» **WHAT TO DO**: Among the lines below, a stretch begins at the one with "# indicate every instance of the orange" and ends at the one with "# indicate every instance of the sky". Repeat that stretch exactly, ends included.

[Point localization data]
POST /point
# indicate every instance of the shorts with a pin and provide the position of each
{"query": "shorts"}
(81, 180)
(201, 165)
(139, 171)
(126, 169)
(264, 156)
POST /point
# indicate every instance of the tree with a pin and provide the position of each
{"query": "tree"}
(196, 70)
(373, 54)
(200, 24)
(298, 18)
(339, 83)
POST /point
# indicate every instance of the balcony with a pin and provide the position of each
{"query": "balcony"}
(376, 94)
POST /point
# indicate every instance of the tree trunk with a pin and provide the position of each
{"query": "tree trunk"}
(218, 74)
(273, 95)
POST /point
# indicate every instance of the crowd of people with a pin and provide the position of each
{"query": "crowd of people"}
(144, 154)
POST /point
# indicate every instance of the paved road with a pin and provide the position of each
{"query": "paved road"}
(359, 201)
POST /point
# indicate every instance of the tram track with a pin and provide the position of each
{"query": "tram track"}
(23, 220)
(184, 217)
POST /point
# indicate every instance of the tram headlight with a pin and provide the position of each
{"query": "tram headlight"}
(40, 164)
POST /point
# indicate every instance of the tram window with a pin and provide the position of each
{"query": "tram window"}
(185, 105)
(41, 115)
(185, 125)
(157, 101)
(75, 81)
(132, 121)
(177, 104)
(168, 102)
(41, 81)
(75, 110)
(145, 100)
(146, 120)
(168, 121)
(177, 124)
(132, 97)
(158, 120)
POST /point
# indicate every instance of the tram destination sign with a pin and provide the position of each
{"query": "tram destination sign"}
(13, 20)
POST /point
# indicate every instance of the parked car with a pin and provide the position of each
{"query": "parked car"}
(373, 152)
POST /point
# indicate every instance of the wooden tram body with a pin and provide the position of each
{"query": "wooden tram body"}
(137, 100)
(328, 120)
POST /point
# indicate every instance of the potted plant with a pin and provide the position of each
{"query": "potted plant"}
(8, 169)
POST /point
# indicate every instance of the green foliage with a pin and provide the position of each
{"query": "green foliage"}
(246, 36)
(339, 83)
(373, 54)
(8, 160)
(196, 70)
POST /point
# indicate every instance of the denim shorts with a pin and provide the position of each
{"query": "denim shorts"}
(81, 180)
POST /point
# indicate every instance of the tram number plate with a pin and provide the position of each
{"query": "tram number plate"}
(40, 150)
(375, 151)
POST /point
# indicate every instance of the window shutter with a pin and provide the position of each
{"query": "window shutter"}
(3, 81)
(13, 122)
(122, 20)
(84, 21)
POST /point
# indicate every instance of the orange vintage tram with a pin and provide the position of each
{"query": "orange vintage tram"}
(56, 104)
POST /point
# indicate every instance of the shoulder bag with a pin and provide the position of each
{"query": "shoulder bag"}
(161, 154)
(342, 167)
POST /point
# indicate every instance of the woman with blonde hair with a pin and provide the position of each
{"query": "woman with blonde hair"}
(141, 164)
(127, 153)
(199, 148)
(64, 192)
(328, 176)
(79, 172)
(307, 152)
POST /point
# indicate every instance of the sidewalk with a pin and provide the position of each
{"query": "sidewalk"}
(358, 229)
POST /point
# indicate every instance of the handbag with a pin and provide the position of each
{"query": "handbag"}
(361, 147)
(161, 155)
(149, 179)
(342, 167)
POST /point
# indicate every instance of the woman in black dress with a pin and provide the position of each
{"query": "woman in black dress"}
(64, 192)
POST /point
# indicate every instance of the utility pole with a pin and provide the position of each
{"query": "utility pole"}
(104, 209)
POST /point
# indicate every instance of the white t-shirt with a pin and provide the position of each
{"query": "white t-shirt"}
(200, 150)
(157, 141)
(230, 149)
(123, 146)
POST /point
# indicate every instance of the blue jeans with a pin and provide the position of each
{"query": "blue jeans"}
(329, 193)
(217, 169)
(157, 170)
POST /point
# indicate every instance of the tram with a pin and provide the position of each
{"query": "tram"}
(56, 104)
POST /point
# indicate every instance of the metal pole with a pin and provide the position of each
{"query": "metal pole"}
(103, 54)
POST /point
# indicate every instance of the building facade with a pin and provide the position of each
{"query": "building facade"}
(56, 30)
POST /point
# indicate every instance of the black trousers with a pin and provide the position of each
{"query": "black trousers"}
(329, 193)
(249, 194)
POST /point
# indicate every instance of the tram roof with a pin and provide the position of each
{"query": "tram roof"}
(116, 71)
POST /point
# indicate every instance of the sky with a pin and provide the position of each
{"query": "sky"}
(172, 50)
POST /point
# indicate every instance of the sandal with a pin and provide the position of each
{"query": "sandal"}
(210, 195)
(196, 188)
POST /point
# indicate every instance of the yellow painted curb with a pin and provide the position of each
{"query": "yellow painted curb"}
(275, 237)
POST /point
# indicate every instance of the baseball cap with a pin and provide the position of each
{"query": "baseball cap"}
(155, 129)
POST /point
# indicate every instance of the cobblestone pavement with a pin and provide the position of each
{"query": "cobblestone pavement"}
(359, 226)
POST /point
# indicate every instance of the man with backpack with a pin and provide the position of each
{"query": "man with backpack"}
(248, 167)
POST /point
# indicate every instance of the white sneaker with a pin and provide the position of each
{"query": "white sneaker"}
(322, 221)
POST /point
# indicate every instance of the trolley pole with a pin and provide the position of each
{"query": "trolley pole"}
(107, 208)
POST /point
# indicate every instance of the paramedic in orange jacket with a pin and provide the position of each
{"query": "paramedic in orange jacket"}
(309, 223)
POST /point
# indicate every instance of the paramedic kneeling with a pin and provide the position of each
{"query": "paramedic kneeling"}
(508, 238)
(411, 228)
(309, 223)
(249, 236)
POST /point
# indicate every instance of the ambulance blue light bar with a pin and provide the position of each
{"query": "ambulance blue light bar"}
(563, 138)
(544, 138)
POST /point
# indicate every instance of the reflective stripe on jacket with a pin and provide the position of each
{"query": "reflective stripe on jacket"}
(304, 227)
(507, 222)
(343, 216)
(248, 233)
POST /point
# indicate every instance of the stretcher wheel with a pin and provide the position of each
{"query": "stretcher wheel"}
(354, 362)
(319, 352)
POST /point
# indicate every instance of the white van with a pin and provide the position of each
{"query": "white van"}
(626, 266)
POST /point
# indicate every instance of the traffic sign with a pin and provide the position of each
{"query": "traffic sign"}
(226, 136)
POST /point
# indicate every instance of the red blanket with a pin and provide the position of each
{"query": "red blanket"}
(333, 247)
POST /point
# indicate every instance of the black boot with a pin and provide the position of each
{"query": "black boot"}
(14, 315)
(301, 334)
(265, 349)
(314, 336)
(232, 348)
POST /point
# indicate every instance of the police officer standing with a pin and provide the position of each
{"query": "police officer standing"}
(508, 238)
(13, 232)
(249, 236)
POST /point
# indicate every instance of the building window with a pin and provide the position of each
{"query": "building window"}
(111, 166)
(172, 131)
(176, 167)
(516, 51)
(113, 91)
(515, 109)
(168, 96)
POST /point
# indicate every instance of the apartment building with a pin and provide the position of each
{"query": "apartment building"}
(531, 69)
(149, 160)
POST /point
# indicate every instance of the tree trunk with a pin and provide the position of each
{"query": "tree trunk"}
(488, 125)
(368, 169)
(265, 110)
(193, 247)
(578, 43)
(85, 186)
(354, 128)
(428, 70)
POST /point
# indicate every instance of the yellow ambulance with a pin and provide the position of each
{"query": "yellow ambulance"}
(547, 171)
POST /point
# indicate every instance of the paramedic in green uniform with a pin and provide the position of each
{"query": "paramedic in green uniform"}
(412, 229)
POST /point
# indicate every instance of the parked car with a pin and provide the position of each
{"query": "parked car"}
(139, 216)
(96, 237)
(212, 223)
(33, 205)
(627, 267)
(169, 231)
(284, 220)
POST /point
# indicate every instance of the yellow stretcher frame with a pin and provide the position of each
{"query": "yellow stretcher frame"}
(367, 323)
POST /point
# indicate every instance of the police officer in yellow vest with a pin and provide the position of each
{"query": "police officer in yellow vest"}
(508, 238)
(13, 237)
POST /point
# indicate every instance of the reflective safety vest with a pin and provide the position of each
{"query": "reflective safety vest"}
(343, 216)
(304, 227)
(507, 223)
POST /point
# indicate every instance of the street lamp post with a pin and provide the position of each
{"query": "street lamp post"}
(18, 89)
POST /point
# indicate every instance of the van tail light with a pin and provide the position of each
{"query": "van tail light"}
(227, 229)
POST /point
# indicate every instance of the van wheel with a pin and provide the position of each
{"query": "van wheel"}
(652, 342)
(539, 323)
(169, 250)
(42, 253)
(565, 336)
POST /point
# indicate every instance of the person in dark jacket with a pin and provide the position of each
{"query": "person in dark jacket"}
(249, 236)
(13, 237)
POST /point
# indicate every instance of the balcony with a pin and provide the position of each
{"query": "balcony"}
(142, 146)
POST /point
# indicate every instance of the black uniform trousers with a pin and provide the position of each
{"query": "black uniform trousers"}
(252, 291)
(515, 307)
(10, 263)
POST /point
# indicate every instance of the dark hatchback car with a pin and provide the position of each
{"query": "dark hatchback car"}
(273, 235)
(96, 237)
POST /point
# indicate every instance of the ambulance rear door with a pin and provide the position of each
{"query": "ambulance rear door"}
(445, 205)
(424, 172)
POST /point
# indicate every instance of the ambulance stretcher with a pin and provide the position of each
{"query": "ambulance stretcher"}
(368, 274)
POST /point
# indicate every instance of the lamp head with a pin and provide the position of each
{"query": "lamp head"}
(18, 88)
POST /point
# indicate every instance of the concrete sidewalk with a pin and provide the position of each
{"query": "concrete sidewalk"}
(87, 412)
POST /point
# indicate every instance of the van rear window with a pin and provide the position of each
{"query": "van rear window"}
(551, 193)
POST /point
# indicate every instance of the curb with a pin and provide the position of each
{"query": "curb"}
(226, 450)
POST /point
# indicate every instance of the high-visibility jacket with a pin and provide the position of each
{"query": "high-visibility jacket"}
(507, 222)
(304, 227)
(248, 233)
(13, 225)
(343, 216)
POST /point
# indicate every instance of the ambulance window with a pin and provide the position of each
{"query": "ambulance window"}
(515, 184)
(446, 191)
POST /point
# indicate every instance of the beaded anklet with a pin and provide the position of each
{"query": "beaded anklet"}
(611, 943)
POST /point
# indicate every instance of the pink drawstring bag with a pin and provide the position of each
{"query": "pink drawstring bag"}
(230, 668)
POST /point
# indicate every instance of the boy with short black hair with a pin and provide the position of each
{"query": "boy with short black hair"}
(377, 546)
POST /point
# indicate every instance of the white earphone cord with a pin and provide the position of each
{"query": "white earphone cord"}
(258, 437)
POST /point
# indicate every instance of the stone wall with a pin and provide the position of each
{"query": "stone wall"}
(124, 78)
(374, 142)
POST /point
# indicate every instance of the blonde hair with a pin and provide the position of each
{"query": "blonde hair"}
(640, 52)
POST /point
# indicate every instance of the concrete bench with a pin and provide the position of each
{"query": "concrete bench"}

» **ANSWER SECTION**:
# indicate every instance of the orange vintage tram with a pin and provide the position of each
{"query": "orange vintage tram"}
(56, 104)
POST /point
# indicate every instance of the shoulder bag with a pin and provide the position of each
{"query": "shoulder bag"}
(161, 154)
(342, 167)
POST /point
# indicate every instance of the woman with blonde hair with a pin and provide the position of each
{"query": "woman with blonde hair"}
(141, 164)
(127, 153)
(199, 148)
(64, 192)
(328, 176)
(79, 172)
(307, 152)
POST /point
# indicate every instance of the sidewalk with a pin and provide the position of each
{"query": "sidewalk"}
(358, 229)
POST /point
# indicate every instance of the handbag with a pin and provide the position of each
{"query": "handbag"}
(361, 147)
(161, 155)
(149, 179)
(342, 167)
POST /point
# indicate every instance of the woman in black dress with a pin and provide the position of each
{"query": "woman in black dress"}
(64, 192)
POST /point
# indicate every instance of the utility pole with a pin and provide the position of each
{"query": "utility pole"}
(104, 209)
POST /point
# indicate every instance of the white t-shirt with a pin and provide the position of each
{"query": "white t-shirt"}
(200, 150)
(157, 141)
(230, 149)
(123, 146)
POST /point
# indicate every instance of the blue jeans with a pin and provide the position of each
{"query": "blue jeans"}
(329, 193)
(217, 169)
(157, 170)
POST /point
# indicate every instance of the tram with a pin and provide the position of each
{"query": "tram"}
(56, 104)
POST /point
# indicate every instance of the metal pole with a pin and provide the position of each
{"query": "metal pole"}
(103, 54)
POST /point
# indicate every instance of the building facade with a pin and provide the position of each
{"query": "building facade"}
(56, 30)
POST /point
# indicate every instance of the black trousers with a pin and provide the position of each
{"query": "black trousers"}
(329, 193)
(249, 194)
POST /point
# indicate every instance of the tram roof with a pin and provide the position of each
{"query": "tram roof"}
(116, 71)
POST /point
# indicate every instance of the sky with a pin and provide the position of each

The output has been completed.